● **EXERCISE REQUIREMENTS**:
Locate each line in the items below that contains the word "photo", and copy those lines in full.
___ AVAILABLE DATA ___
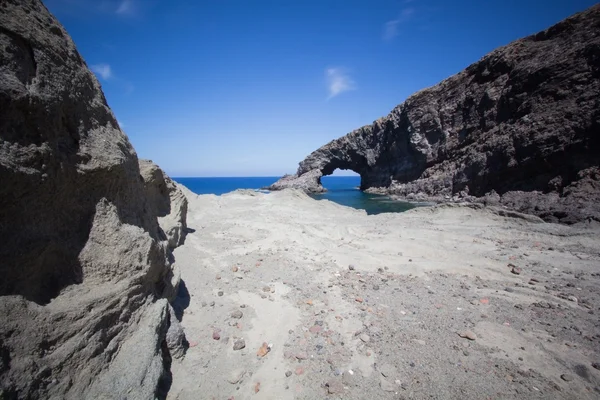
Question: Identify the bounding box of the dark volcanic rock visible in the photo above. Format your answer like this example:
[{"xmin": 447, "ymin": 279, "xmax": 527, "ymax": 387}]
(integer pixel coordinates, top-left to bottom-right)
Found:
[
  {"xmin": 139, "ymin": 160, "xmax": 188, "ymax": 249},
  {"xmin": 272, "ymin": 5, "xmax": 600, "ymax": 223},
  {"xmin": 0, "ymin": 0, "xmax": 183, "ymax": 399},
  {"xmin": 265, "ymin": 169, "xmax": 326, "ymax": 193}
]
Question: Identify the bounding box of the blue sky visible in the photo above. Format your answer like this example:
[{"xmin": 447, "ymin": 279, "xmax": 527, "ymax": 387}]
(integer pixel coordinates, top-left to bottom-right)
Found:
[{"xmin": 45, "ymin": 0, "xmax": 595, "ymax": 176}]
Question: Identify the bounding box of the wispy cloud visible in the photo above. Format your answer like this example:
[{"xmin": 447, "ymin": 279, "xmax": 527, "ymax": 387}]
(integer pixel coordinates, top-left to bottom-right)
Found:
[
  {"xmin": 325, "ymin": 68, "xmax": 356, "ymax": 99},
  {"xmin": 383, "ymin": 7, "xmax": 415, "ymax": 40},
  {"xmin": 116, "ymin": 0, "xmax": 135, "ymax": 15},
  {"xmin": 90, "ymin": 64, "xmax": 114, "ymax": 81}
]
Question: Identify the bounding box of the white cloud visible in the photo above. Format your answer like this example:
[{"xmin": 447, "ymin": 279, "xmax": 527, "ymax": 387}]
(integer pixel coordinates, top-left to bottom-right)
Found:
[
  {"xmin": 383, "ymin": 8, "xmax": 415, "ymax": 40},
  {"xmin": 325, "ymin": 68, "xmax": 356, "ymax": 99},
  {"xmin": 117, "ymin": 0, "xmax": 135, "ymax": 15},
  {"xmin": 90, "ymin": 64, "xmax": 113, "ymax": 81}
]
___
● **EXERCISE RESULT**:
Question: Identify the bounding box of the dark volcanic rock visible in the photo above. Format your answer like this example:
Question: Identify the bounding box of the blue sky visible in the photo above. Format your answer like this example:
Question: Identify the bounding box of the wispy cloud visible in the photo above. Format your answer like this example:
Question: Identify the bounding box of the white cloud visible in the photo above. Format your answer like this example:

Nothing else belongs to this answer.